▶ [Data lines]
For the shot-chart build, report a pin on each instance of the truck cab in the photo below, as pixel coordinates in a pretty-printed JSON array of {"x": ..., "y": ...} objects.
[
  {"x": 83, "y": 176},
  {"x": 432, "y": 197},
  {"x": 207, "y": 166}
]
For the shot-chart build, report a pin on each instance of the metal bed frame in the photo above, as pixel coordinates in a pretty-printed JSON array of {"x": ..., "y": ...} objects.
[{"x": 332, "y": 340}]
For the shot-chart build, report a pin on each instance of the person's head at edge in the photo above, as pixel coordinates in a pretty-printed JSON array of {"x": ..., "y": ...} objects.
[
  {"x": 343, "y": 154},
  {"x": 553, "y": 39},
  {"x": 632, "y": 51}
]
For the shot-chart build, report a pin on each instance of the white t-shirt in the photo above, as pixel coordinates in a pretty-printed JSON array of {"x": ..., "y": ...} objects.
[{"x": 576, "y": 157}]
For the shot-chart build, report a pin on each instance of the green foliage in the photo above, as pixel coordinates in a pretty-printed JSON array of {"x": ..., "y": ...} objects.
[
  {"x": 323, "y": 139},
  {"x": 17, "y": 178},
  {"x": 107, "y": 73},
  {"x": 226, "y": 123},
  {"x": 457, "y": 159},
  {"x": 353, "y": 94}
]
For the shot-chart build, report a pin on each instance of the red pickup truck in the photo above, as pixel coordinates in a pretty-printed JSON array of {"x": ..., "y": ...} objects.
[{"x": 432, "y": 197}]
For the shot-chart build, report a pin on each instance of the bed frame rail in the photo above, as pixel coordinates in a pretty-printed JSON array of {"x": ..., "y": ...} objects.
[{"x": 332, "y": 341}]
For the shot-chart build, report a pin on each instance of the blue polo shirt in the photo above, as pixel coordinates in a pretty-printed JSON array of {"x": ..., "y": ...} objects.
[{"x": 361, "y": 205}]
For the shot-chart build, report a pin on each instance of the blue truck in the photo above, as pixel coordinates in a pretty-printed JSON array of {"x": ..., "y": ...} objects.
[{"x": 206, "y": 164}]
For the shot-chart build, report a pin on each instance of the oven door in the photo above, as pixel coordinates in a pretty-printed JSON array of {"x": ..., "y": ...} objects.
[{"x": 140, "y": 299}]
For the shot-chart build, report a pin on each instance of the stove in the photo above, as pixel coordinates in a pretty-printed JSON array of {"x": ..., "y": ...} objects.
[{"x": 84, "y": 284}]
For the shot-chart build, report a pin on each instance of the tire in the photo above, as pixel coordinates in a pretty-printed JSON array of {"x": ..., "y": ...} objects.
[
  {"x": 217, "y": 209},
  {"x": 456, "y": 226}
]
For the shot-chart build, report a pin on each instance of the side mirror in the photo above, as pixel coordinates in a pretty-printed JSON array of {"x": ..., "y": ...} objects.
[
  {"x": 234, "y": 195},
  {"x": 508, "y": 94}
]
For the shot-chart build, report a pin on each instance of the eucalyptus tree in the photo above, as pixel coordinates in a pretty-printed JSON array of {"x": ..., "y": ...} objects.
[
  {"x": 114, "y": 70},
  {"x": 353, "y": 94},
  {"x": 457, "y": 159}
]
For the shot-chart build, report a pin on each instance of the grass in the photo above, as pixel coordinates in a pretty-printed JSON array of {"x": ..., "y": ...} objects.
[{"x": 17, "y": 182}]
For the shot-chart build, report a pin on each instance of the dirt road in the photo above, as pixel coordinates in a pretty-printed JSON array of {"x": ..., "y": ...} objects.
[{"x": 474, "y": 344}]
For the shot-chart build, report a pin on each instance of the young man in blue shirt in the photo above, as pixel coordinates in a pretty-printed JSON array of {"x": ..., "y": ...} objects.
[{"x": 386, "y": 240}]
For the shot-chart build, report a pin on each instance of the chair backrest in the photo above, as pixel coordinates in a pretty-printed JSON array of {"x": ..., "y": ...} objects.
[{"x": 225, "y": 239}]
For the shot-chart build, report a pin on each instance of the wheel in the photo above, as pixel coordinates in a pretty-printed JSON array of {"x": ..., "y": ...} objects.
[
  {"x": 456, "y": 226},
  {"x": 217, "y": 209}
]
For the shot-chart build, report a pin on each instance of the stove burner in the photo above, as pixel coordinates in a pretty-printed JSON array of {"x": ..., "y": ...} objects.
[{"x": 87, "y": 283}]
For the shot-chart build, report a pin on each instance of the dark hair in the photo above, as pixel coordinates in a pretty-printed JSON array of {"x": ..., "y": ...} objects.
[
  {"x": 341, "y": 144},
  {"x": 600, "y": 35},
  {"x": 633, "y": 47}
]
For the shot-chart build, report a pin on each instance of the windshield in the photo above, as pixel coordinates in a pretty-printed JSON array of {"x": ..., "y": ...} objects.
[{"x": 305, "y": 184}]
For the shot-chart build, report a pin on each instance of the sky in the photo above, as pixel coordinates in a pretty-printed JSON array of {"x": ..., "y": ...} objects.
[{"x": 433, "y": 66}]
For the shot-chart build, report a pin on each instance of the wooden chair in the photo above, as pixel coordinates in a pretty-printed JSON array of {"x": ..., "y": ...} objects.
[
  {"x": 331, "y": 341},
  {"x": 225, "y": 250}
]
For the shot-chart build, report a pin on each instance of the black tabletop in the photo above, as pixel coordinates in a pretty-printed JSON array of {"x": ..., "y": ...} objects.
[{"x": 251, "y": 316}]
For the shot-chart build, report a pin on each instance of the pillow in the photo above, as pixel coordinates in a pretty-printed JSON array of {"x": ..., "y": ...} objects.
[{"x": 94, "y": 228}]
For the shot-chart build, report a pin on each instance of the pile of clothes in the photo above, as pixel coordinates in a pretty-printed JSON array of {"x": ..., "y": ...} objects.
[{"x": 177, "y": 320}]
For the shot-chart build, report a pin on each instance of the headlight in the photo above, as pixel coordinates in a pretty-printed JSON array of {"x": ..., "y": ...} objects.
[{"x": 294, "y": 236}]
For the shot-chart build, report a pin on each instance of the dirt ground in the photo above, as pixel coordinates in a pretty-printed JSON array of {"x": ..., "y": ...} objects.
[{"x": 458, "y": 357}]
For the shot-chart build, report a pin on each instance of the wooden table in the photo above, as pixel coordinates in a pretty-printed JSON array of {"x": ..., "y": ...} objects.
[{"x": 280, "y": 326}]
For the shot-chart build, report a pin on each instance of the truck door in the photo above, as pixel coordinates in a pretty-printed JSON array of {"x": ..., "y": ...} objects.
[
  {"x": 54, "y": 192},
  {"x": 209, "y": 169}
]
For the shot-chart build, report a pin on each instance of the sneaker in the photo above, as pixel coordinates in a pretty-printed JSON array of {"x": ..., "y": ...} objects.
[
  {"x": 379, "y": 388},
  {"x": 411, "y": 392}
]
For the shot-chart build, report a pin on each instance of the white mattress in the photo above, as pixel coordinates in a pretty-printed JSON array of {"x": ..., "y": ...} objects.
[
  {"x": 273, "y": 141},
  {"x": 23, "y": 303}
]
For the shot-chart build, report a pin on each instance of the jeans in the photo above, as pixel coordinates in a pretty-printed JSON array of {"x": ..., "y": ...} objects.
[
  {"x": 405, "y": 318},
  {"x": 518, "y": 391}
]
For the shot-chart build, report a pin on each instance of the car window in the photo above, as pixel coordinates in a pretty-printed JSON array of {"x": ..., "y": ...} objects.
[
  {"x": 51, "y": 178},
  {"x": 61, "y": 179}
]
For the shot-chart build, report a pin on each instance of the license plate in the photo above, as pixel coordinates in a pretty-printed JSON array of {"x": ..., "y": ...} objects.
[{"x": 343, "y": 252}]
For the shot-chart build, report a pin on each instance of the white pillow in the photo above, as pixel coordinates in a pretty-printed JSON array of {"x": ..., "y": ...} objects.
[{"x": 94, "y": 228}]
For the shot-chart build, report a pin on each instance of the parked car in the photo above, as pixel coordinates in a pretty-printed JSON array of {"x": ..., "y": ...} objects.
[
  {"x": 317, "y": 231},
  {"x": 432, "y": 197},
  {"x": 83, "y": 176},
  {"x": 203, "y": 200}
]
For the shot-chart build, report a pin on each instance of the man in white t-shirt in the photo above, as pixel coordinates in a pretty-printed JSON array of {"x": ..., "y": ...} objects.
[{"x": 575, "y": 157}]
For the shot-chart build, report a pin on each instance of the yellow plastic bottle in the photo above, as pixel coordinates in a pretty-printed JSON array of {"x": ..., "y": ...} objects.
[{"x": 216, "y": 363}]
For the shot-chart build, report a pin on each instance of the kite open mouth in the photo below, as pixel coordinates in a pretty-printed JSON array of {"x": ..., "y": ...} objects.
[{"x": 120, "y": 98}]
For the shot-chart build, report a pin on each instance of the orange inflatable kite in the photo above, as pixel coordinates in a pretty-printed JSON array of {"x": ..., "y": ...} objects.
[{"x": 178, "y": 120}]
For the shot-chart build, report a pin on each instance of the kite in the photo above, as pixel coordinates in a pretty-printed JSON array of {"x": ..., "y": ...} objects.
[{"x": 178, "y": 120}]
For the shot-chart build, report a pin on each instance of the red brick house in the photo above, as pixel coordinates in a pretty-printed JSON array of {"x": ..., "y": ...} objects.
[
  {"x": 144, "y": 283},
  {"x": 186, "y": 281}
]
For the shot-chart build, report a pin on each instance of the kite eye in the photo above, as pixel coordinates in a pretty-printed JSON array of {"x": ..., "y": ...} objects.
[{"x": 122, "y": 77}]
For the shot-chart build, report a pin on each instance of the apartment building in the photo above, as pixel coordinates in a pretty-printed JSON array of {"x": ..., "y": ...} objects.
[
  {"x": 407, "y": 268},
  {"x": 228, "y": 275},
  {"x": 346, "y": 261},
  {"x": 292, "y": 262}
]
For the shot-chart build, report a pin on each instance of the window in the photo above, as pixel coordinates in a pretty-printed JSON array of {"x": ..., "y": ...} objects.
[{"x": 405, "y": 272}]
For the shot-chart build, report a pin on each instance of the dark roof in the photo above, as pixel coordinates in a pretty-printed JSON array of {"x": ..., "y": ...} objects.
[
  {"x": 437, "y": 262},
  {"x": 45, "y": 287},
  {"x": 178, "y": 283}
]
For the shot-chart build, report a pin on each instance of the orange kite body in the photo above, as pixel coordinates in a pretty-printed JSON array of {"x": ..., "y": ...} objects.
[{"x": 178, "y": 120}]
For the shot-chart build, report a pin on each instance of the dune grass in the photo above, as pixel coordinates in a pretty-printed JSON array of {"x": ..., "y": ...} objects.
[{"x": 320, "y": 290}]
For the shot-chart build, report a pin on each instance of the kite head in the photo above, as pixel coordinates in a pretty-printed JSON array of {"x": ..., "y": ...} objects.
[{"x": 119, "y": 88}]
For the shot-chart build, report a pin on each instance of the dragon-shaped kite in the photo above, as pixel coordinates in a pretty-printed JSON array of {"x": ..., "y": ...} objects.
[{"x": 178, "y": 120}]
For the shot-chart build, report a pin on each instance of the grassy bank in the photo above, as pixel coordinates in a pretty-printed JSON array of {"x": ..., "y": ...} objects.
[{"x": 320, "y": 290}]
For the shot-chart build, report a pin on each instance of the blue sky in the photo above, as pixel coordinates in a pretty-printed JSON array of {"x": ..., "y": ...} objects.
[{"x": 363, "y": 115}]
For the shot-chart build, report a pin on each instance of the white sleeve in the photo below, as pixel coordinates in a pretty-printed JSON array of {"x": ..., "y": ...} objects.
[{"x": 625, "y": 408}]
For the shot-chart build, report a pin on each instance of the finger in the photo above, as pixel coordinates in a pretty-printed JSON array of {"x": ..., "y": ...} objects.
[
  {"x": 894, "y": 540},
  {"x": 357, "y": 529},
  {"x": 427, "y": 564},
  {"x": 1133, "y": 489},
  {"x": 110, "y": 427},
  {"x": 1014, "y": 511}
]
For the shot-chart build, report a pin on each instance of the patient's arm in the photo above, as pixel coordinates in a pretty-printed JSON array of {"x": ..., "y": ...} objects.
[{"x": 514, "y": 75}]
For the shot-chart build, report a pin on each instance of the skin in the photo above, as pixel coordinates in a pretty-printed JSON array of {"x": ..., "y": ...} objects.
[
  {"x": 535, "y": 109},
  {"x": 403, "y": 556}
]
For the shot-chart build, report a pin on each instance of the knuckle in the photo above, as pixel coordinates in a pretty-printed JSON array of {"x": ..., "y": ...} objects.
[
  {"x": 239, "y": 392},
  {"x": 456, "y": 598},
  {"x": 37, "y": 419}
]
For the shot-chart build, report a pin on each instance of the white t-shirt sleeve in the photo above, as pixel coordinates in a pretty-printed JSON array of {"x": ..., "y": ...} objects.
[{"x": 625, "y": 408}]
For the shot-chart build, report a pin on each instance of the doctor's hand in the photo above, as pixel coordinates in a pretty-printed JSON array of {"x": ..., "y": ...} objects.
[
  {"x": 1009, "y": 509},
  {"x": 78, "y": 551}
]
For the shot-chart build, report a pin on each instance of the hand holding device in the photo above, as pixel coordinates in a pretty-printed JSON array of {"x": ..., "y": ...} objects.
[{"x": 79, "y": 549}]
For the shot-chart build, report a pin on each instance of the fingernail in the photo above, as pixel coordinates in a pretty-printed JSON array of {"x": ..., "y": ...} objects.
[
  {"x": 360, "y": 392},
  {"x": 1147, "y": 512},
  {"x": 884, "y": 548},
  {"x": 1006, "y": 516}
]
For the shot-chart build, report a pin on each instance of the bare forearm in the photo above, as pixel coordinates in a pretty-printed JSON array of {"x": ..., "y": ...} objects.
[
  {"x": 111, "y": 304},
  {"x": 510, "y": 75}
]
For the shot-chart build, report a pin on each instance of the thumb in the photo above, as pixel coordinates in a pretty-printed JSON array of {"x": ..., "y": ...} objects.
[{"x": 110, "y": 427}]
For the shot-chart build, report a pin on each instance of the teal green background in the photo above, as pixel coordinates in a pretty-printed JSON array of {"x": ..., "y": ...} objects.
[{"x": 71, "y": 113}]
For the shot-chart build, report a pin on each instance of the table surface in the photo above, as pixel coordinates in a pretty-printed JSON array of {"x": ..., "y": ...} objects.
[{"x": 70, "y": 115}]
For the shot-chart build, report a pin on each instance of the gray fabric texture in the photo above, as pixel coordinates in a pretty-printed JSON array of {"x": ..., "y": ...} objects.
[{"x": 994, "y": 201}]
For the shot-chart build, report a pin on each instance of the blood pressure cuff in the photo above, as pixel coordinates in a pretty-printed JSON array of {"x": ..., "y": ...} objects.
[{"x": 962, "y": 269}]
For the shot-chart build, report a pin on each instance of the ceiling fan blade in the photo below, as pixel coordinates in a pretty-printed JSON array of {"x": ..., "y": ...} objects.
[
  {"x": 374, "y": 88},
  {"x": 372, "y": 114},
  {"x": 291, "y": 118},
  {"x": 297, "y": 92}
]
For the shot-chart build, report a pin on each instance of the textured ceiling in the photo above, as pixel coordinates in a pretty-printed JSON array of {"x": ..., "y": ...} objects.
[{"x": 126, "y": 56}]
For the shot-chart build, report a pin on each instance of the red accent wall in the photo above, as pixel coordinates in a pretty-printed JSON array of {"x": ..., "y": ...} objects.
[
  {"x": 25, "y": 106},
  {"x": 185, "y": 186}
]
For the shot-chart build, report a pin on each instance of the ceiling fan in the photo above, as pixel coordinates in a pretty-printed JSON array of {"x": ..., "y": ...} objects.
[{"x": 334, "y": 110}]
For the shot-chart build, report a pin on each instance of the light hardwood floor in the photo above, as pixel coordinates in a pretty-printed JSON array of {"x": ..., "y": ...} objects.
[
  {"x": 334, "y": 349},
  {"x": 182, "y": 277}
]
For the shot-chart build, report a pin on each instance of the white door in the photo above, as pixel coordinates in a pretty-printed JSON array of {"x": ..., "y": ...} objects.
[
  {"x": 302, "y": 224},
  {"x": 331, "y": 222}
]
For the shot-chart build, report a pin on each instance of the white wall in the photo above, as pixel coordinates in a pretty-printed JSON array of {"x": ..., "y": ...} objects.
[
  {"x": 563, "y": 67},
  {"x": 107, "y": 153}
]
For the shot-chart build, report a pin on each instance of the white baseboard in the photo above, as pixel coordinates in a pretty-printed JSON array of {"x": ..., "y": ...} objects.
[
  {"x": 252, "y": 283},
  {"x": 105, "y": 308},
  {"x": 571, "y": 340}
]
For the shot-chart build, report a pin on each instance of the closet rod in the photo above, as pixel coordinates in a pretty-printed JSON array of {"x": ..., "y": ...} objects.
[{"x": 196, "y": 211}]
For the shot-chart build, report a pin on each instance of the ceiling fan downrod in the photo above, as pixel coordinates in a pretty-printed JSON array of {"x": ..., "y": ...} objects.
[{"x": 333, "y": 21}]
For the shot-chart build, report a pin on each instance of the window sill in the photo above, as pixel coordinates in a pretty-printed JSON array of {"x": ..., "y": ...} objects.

▶ [Exercise aim] Extract, exactly, the lines above that begin at the line containing "the white wall" and end at the final line of the records; add no other text.

▶ [Solution to the exercise]
For the shot-chart build, report a pin on each instance of the white wall in the photo above, as pixel coordinates in a pretty-printed JSON array of {"x": ..., "y": ...} objects.
[
  {"x": 563, "y": 67},
  {"x": 107, "y": 153}
]
For the shot-chart build, report a pin on each instance of the white baseboard in the photo above, as pixel coordinates in a pretty-printed JSON array of {"x": ..., "y": ...} objects.
[
  {"x": 252, "y": 283},
  {"x": 105, "y": 308},
  {"x": 571, "y": 340}
]
For the shot-chart build, report a pin on each instance of the closet rod in the photo above, as pixel coordinates in a pretty-printed JSON array of {"x": ..., "y": ...} objects.
[{"x": 196, "y": 211}]
For the shot-chart build, report a pin on each instance of the ceiling fan downrod in the photo above, as pixel coordinates in a pretty-printed JSON array of {"x": ..., "y": ...} objects.
[{"x": 333, "y": 21}]
For the shot-chart build, report a pin on each instance of the window sill in the photo above, as pixel coordinates in a pretty-printed JSON array of {"x": ..., "y": ...} objects.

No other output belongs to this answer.